- [What the exercise asks]: Reproduce the following lines word for word, without changing anything.

- [Data provided]:
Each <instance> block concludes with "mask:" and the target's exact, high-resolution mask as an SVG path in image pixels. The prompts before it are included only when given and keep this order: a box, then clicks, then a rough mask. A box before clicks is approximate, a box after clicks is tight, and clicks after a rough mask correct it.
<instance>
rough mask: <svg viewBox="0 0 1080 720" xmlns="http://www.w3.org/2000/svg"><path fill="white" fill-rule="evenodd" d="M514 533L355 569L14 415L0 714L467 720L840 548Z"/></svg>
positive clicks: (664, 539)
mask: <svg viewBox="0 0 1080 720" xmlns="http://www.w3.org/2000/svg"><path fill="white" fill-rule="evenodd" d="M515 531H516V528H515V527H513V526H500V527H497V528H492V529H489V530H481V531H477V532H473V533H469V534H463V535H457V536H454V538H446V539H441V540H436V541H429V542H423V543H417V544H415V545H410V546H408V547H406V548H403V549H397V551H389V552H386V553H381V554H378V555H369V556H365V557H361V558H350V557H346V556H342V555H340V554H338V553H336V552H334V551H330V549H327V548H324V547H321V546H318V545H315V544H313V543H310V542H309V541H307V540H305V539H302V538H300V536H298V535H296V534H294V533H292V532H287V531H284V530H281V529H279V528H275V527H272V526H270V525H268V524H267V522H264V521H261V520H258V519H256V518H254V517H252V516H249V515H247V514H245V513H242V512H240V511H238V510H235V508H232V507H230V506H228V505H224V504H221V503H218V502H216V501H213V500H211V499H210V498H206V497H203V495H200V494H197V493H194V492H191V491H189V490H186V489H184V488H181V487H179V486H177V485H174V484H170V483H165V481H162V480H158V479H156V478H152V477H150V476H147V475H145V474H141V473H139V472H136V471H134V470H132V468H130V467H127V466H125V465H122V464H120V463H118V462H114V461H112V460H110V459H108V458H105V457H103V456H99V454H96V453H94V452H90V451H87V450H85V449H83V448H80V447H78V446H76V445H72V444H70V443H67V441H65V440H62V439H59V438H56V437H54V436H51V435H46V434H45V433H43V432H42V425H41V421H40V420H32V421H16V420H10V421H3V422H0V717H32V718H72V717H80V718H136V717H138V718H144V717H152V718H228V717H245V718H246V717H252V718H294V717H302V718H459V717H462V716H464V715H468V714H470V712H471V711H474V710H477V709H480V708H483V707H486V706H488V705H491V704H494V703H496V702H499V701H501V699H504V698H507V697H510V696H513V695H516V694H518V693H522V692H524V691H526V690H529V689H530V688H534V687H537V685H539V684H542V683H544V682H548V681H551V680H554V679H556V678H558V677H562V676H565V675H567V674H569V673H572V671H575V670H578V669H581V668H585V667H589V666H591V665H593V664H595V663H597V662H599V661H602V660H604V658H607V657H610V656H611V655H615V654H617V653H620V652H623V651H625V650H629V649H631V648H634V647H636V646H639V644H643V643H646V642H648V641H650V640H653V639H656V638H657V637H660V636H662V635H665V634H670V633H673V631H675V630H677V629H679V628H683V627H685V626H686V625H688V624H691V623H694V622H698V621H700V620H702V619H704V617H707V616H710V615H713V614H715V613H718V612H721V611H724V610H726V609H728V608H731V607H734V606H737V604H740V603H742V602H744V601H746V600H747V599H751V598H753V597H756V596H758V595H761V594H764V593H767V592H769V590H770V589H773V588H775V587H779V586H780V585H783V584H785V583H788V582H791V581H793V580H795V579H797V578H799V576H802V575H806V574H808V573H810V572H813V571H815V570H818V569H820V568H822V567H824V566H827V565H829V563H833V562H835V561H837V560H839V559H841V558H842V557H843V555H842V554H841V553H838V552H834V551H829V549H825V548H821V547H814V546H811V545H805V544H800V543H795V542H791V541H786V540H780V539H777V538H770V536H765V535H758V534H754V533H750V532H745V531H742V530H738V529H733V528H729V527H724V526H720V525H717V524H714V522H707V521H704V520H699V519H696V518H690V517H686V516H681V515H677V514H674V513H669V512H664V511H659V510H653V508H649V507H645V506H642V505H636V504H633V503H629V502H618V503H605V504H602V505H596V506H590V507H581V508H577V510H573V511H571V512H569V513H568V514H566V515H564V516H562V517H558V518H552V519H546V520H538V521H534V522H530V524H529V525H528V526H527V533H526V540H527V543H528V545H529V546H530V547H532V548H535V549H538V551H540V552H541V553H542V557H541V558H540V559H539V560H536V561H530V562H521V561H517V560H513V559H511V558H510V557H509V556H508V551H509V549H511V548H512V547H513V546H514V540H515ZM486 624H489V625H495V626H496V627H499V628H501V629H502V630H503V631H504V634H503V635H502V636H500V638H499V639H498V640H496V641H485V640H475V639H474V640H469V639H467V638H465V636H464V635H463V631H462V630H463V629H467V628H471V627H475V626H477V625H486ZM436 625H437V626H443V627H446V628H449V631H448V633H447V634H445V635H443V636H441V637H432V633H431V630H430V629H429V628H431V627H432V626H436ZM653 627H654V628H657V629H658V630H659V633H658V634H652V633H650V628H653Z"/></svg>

- [Exercise response]:
Each <instance> block concludes with "mask:" and the target's exact, high-resolution mask as an SVG path in image pixels. The prompts before it are included only when given and keep this order: a box, then clicks, then a rough mask. A box before clicks is approximate, a box after clicks is tight, and clicks after a rough mask correct it.
<instance>
rough mask: <svg viewBox="0 0 1080 720" xmlns="http://www.w3.org/2000/svg"><path fill="white" fill-rule="evenodd" d="M514 533L355 569L14 415L0 714L467 720L840 548Z"/></svg>
positive clicks: (664, 539)
mask: <svg viewBox="0 0 1080 720" xmlns="http://www.w3.org/2000/svg"><path fill="white" fill-rule="evenodd" d="M515 531H516V528H515V527H513V526H500V527H497V528H492V529H489V530H481V531H477V532H473V533H469V534H463V535H457V536H454V538H446V539H441V540H436V541H429V542H423V543H417V544H415V545H410V546H408V547H406V548H403V549H397V551H389V552H386V553H381V554H378V555H369V556H365V557H361V558H350V557H346V556H342V555H340V554H338V553H336V552H334V551H330V549H327V548H324V547H321V546H318V545H315V544H313V543H310V542H309V541H307V540H305V539H302V538H300V536H298V535H296V534H294V533H292V532H287V531H284V530H281V529H279V528H275V527H272V526H270V525H268V524H267V522H264V521H261V520H258V519H256V518H254V517H252V516H249V515H247V514H245V513H242V512H240V511H238V510H235V508H232V507H230V506H228V505H224V504H221V503H218V502H216V501H213V500H211V499H210V498H206V497H203V495H200V494H197V493H194V492H191V491H189V490H186V489H184V488H181V487H179V486H177V485H174V484H170V483H165V481H162V480H158V479H156V478H152V477H150V476H147V475H145V474H141V473H139V472H136V471H134V470H132V468H130V467H127V466H125V465H122V464H120V463H118V462H114V461H112V460H110V459H108V458H105V457H103V456H99V454H96V453H94V452H90V451H87V450H85V449H83V448H80V447H78V446H76V445H72V444H70V443H67V441H65V440H62V439H59V438H56V437H54V436H51V435H46V434H45V433H43V432H42V425H41V421H40V420H32V421H16V420H10V421H3V422H0V717H32V718H72V717H80V718H136V717H138V718H144V717H152V718H228V717H245V718H246V717H252V718H294V717H302V718H459V717H462V716H464V715H468V714H470V712H471V711H474V710H477V709H480V708H483V707H486V706H488V705H491V704H494V703H496V702H499V701H501V699H504V698H507V697H510V696H513V695H516V694H518V693H522V692H524V691H526V690H529V689H530V688H534V687H537V685H539V684H542V683H544V682H548V681H551V680H554V679H556V678H558V677H562V676H565V675H567V674H569V673H572V671H575V670H578V669H581V668H585V667H589V666H591V665H593V664H595V663H597V662H599V661H602V660H604V658H607V657H610V656H611V655H615V654H617V653H620V652H623V651H625V650H629V649H631V648H634V647H636V646H639V644H643V643H646V642H648V641H650V640H653V639H656V638H657V637H660V636H662V635H665V634H670V633H673V631H675V630H677V629H679V628H683V627H685V626H686V625H688V624H691V623H694V622H698V621H700V620H702V619H704V617H707V616H710V615H713V614H715V613H718V612H721V611H724V610H726V609H728V608H731V607H734V606H737V604H740V603H742V602H744V601H746V600H747V599H751V598H753V597H756V596H758V595H761V594H764V593H767V592H769V590H770V589H773V588H775V587H779V586H780V585H783V584H785V583H788V582H791V581H793V580H795V579H797V578H799V576H802V575H806V574H808V573H810V572H813V571H815V570H818V569H820V568H822V567H824V566H827V565H829V563H833V562H835V561H837V560H839V559H841V558H842V557H843V555H842V554H841V553H838V552H834V551H829V549H825V548H821V547H814V546H811V545H805V544H800V543H795V542H791V541H786V540H780V539H777V538H770V536H765V535H758V534H754V533H750V532H745V531H742V530H738V529H733V528H729V527H724V526H720V525H717V524H714V522H707V521H704V520H699V519H696V518H690V517H686V516H681V515H677V514H674V513H669V512H664V511H659V510H653V508H649V507H645V506H642V505H636V504H633V503H629V502H618V503H605V504H602V505H596V506H590V507H581V508H577V510H573V511H571V512H569V513H568V514H566V515H564V516H562V517H558V518H552V519H546V520H538V521H534V522H530V524H529V525H528V526H527V533H526V540H527V543H528V545H529V546H530V547H532V548H535V549H538V551H540V552H541V553H542V557H541V558H540V559H539V560H536V561H530V562H521V561H517V560H513V559H511V558H510V557H509V556H508V551H509V549H511V548H512V547H513V546H514V540H515ZM486 624H489V625H495V626H496V627H499V628H501V629H502V630H503V631H504V634H503V635H502V636H500V638H499V639H498V640H496V641H485V640H475V639H474V640H469V639H467V638H465V636H464V635H463V631H462V630H463V629H467V628H471V627H475V626H477V625H486ZM436 625H437V626H443V627H446V628H449V631H448V633H447V634H445V635H443V636H441V637H432V633H431V630H430V629H429V628H431V627H432V626H436ZM653 627H654V628H657V629H658V630H659V633H658V634H652V633H650V628H653Z"/></svg>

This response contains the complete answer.